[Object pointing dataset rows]
>>>

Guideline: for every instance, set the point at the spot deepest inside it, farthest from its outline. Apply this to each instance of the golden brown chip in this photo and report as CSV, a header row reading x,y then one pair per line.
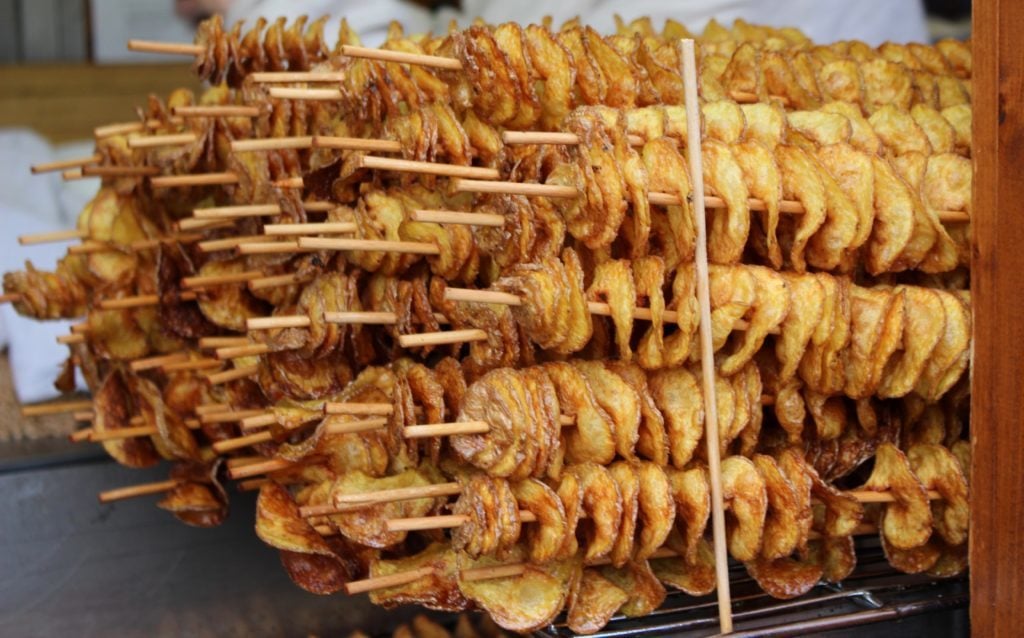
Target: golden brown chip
x,y
781,530
907,520
546,537
592,437
727,235
745,499
923,329
645,592
691,493
438,590
678,395
938,469
695,578
628,480
520,603
619,399
784,578
594,603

<<<

Please copy these lines word for word, omitting the pictures from your answer.

Guideline: for every instance, set the point at the spot deepest inside it, farthest from its outline. Apply this to each instance of the golden brown chip in this photo and report as CSV, a header row reading x,y then one pair per line.
Target: golden brown chip
x,y
781,530
907,520
546,537
592,437
727,235
745,499
923,329
645,592
691,493
438,590
678,395
938,469
695,578
628,480
520,603
619,399
784,578
594,603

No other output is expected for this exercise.